(What to do):
Print every line of the data below without changing a single character.

(Material for this exercise):
───

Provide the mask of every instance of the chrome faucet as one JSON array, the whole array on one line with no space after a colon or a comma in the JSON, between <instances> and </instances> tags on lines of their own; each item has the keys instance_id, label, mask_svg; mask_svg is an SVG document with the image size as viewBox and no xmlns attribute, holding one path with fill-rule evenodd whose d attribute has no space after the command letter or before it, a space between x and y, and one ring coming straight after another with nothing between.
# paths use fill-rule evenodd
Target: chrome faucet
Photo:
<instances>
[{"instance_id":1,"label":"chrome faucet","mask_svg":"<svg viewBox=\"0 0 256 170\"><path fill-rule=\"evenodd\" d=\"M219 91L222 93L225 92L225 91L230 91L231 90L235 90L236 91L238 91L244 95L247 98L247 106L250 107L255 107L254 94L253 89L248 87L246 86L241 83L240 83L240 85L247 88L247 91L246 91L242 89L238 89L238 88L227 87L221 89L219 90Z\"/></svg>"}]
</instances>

───

(Reply):
Provide the mask of every instance of the chrome faucet as one JSON array, the whole array on one line with no space after a colon or a comma in the JSON, between <instances> and </instances> tags on lines of their own; each item has the keys instance_id, label, mask_svg; mask_svg is an SVG document with the image size as viewBox and no xmlns attribute, holding one path with fill-rule evenodd whose d attribute has no space after the command letter or before it, a space between x and y, and one ring coming straight after another with nothing between.
# paths use fill-rule evenodd
Target: chrome faucet
Photo:
<instances>
[{"instance_id":1,"label":"chrome faucet","mask_svg":"<svg viewBox=\"0 0 256 170\"><path fill-rule=\"evenodd\" d=\"M219 91L222 93L225 92L225 91L230 91L231 90L235 90L236 91L238 91L244 95L247 98L247 106L250 107L255 107L254 94L253 89L248 87L246 86L241 83L240 83L240 85L247 88L247 91L246 91L242 89L238 89L238 88L227 87L221 89L219 90Z\"/></svg>"}]
</instances>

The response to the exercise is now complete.